**EXERCISE DESCRIPTION**
The entries below are to be returned exactly. Include all of them.
▬▬▬▬▬▬▬▬▬▬
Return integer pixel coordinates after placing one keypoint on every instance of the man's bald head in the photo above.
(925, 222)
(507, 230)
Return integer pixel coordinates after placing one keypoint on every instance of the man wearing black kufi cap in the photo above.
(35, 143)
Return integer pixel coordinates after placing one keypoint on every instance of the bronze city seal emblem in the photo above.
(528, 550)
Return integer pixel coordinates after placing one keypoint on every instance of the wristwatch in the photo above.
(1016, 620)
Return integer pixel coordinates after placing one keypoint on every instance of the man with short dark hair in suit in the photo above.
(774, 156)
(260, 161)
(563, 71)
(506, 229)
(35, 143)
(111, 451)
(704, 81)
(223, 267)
▬▬▬▬▬▬▬▬▬▬
**ANSWER**
Return integer pixel coordinates after placing one keypoint on every instance of the man's bald head in the photo above.
(925, 222)
(507, 230)
Return integer pixel coordinates after placing one keypoint on every instance of the man wearing black kufi cap in the photo above.
(35, 143)
Return integer pixel coordinates after placing one keypoint on every instance of the bronze city seal emblem in the photo above.
(528, 550)
Return integer pixel coordinates after placing one keypoint on every instance of the wristwatch in the photo above.
(1016, 620)
Return integer pixel coordinates after placing one keypoint on every instance of the man with short dark hair in suit in the photo above.
(774, 156)
(260, 161)
(563, 71)
(506, 229)
(35, 143)
(111, 451)
(704, 81)
(223, 267)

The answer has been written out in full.